___ Supplied information

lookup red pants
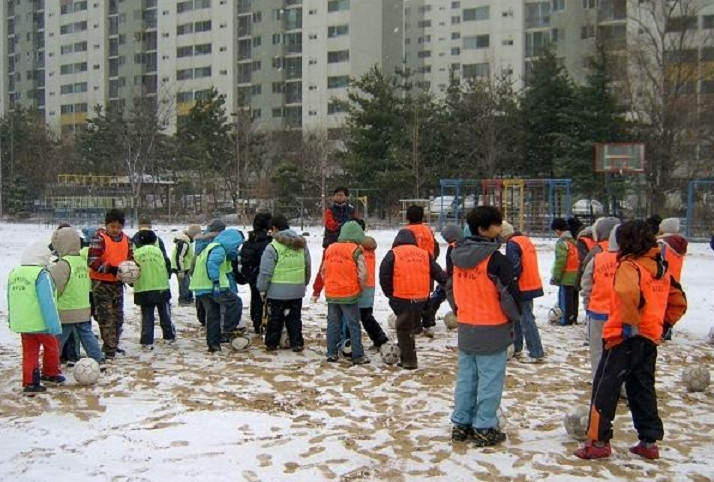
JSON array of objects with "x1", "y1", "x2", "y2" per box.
[{"x1": 20, "y1": 333, "x2": 61, "y2": 387}]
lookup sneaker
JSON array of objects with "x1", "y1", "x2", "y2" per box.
[
  {"x1": 473, "y1": 428, "x2": 506, "y2": 447},
  {"x1": 630, "y1": 440, "x2": 659, "y2": 460},
  {"x1": 40, "y1": 375, "x2": 65, "y2": 385},
  {"x1": 352, "y1": 356, "x2": 369, "y2": 365},
  {"x1": 22, "y1": 383, "x2": 47, "y2": 395},
  {"x1": 573, "y1": 440, "x2": 612, "y2": 459},
  {"x1": 451, "y1": 425, "x2": 474, "y2": 442}
]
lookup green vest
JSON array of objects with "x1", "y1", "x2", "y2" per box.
[
  {"x1": 7, "y1": 266, "x2": 56, "y2": 333},
  {"x1": 134, "y1": 245, "x2": 169, "y2": 293},
  {"x1": 57, "y1": 255, "x2": 92, "y2": 311},
  {"x1": 171, "y1": 241, "x2": 193, "y2": 271},
  {"x1": 188, "y1": 243, "x2": 231, "y2": 291},
  {"x1": 270, "y1": 240, "x2": 305, "y2": 285}
]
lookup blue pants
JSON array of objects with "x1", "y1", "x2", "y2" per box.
[
  {"x1": 513, "y1": 300, "x2": 545, "y2": 358},
  {"x1": 451, "y1": 350, "x2": 507, "y2": 429},
  {"x1": 60, "y1": 320, "x2": 104, "y2": 363}
]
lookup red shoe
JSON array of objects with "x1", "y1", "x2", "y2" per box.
[
  {"x1": 573, "y1": 440, "x2": 612, "y2": 459},
  {"x1": 630, "y1": 440, "x2": 659, "y2": 460}
]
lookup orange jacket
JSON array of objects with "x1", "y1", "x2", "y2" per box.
[
  {"x1": 89, "y1": 231, "x2": 129, "y2": 283},
  {"x1": 322, "y1": 243, "x2": 362, "y2": 302},
  {"x1": 602, "y1": 248, "x2": 687, "y2": 348},
  {"x1": 404, "y1": 224, "x2": 438, "y2": 259},
  {"x1": 453, "y1": 254, "x2": 508, "y2": 326},
  {"x1": 392, "y1": 244, "x2": 431, "y2": 300}
]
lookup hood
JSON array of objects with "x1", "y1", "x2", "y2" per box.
[
  {"x1": 593, "y1": 216, "x2": 620, "y2": 241},
  {"x1": 337, "y1": 221, "x2": 364, "y2": 244},
  {"x1": 52, "y1": 228, "x2": 82, "y2": 257},
  {"x1": 392, "y1": 229, "x2": 417, "y2": 248},
  {"x1": 273, "y1": 229, "x2": 306, "y2": 249},
  {"x1": 451, "y1": 237, "x2": 501, "y2": 269},
  {"x1": 20, "y1": 243, "x2": 51, "y2": 268},
  {"x1": 607, "y1": 224, "x2": 620, "y2": 252},
  {"x1": 213, "y1": 229, "x2": 243, "y2": 259}
]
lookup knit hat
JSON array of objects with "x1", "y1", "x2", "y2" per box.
[
  {"x1": 206, "y1": 218, "x2": 226, "y2": 233},
  {"x1": 501, "y1": 221, "x2": 516, "y2": 239},
  {"x1": 659, "y1": 218, "x2": 679, "y2": 234},
  {"x1": 183, "y1": 224, "x2": 201, "y2": 239},
  {"x1": 139, "y1": 214, "x2": 151, "y2": 229},
  {"x1": 441, "y1": 223, "x2": 464, "y2": 243}
]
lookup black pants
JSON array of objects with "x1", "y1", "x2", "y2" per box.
[
  {"x1": 265, "y1": 298, "x2": 305, "y2": 348},
  {"x1": 389, "y1": 300, "x2": 424, "y2": 367},
  {"x1": 588, "y1": 336, "x2": 664, "y2": 442}
]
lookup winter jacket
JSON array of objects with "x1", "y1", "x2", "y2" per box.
[{"x1": 256, "y1": 229, "x2": 311, "y2": 300}]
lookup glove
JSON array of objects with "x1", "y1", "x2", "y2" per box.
[
  {"x1": 622, "y1": 324, "x2": 640, "y2": 340},
  {"x1": 211, "y1": 283, "x2": 221, "y2": 297}
]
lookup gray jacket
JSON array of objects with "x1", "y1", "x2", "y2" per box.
[{"x1": 256, "y1": 229, "x2": 311, "y2": 300}]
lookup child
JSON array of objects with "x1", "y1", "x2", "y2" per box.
[
  {"x1": 379, "y1": 229, "x2": 446, "y2": 370},
  {"x1": 501, "y1": 221, "x2": 545, "y2": 363},
  {"x1": 134, "y1": 230, "x2": 176, "y2": 350},
  {"x1": 171, "y1": 224, "x2": 201, "y2": 306},
  {"x1": 240, "y1": 213, "x2": 273, "y2": 334},
  {"x1": 550, "y1": 218, "x2": 580, "y2": 325},
  {"x1": 87, "y1": 209, "x2": 133, "y2": 359},
  {"x1": 257, "y1": 216, "x2": 311, "y2": 352},
  {"x1": 7, "y1": 243, "x2": 64, "y2": 395},
  {"x1": 321, "y1": 221, "x2": 369, "y2": 365},
  {"x1": 574, "y1": 220, "x2": 687, "y2": 459},
  {"x1": 450, "y1": 206, "x2": 521, "y2": 447},
  {"x1": 50, "y1": 228, "x2": 105, "y2": 370}
]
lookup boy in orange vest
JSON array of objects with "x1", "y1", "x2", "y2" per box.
[
  {"x1": 379, "y1": 229, "x2": 446, "y2": 370},
  {"x1": 550, "y1": 218, "x2": 580, "y2": 325},
  {"x1": 447, "y1": 206, "x2": 521, "y2": 447},
  {"x1": 501, "y1": 221, "x2": 545, "y2": 363},
  {"x1": 574, "y1": 220, "x2": 687, "y2": 459},
  {"x1": 320, "y1": 221, "x2": 369, "y2": 365}
]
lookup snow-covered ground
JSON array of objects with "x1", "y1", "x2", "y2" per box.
[{"x1": 0, "y1": 224, "x2": 714, "y2": 482}]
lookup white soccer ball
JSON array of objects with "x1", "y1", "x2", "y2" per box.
[
  {"x1": 387, "y1": 313, "x2": 397, "y2": 330},
  {"x1": 280, "y1": 328, "x2": 290, "y2": 350},
  {"x1": 72, "y1": 358, "x2": 102, "y2": 385},
  {"x1": 444, "y1": 311, "x2": 459, "y2": 330},
  {"x1": 117, "y1": 260, "x2": 141, "y2": 283},
  {"x1": 379, "y1": 341, "x2": 399, "y2": 365},
  {"x1": 231, "y1": 336, "x2": 251, "y2": 351},
  {"x1": 563, "y1": 407, "x2": 590, "y2": 440},
  {"x1": 548, "y1": 305, "x2": 563, "y2": 325},
  {"x1": 337, "y1": 340, "x2": 352, "y2": 358},
  {"x1": 682, "y1": 367, "x2": 711, "y2": 392}
]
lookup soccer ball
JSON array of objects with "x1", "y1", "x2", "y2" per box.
[
  {"x1": 444, "y1": 311, "x2": 459, "y2": 330},
  {"x1": 548, "y1": 305, "x2": 563, "y2": 325},
  {"x1": 337, "y1": 340, "x2": 352, "y2": 358},
  {"x1": 117, "y1": 260, "x2": 141, "y2": 283},
  {"x1": 280, "y1": 328, "x2": 290, "y2": 350},
  {"x1": 682, "y1": 367, "x2": 711, "y2": 392},
  {"x1": 496, "y1": 407, "x2": 508, "y2": 430},
  {"x1": 387, "y1": 313, "x2": 397, "y2": 330},
  {"x1": 563, "y1": 407, "x2": 590, "y2": 440},
  {"x1": 231, "y1": 336, "x2": 251, "y2": 351},
  {"x1": 72, "y1": 358, "x2": 101, "y2": 385},
  {"x1": 379, "y1": 341, "x2": 399, "y2": 365}
]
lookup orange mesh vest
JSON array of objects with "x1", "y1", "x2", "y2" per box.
[
  {"x1": 453, "y1": 255, "x2": 508, "y2": 326},
  {"x1": 362, "y1": 248, "x2": 377, "y2": 288},
  {"x1": 392, "y1": 244, "x2": 431, "y2": 300},
  {"x1": 588, "y1": 251, "x2": 617, "y2": 315},
  {"x1": 602, "y1": 260, "x2": 670, "y2": 343},
  {"x1": 89, "y1": 231, "x2": 129, "y2": 283},
  {"x1": 405, "y1": 224, "x2": 436, "y2": 259},
  {"x1": 324, "y1": 242, "x2": 362, "y2": 298},
  {"x1": 511, "y1": 235, "x2": 543, "y2": 291},
  {"x1": 662, "y1": 244, "x2": 684, "y2": 282}
]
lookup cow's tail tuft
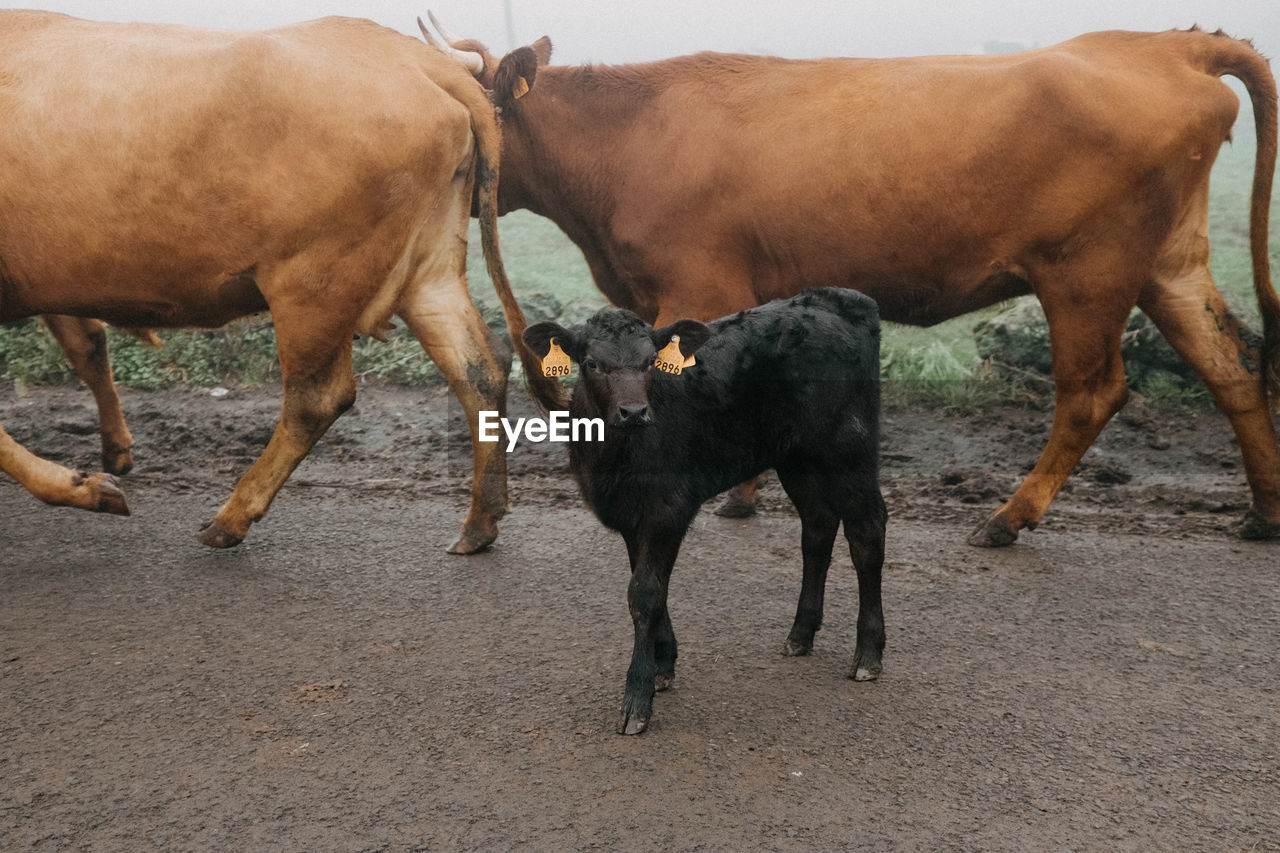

______

Please pull out every line of the data above that contains the string "ball" and list those lines.

Exercise result:
lookup white soccer ball
lookup soccer ball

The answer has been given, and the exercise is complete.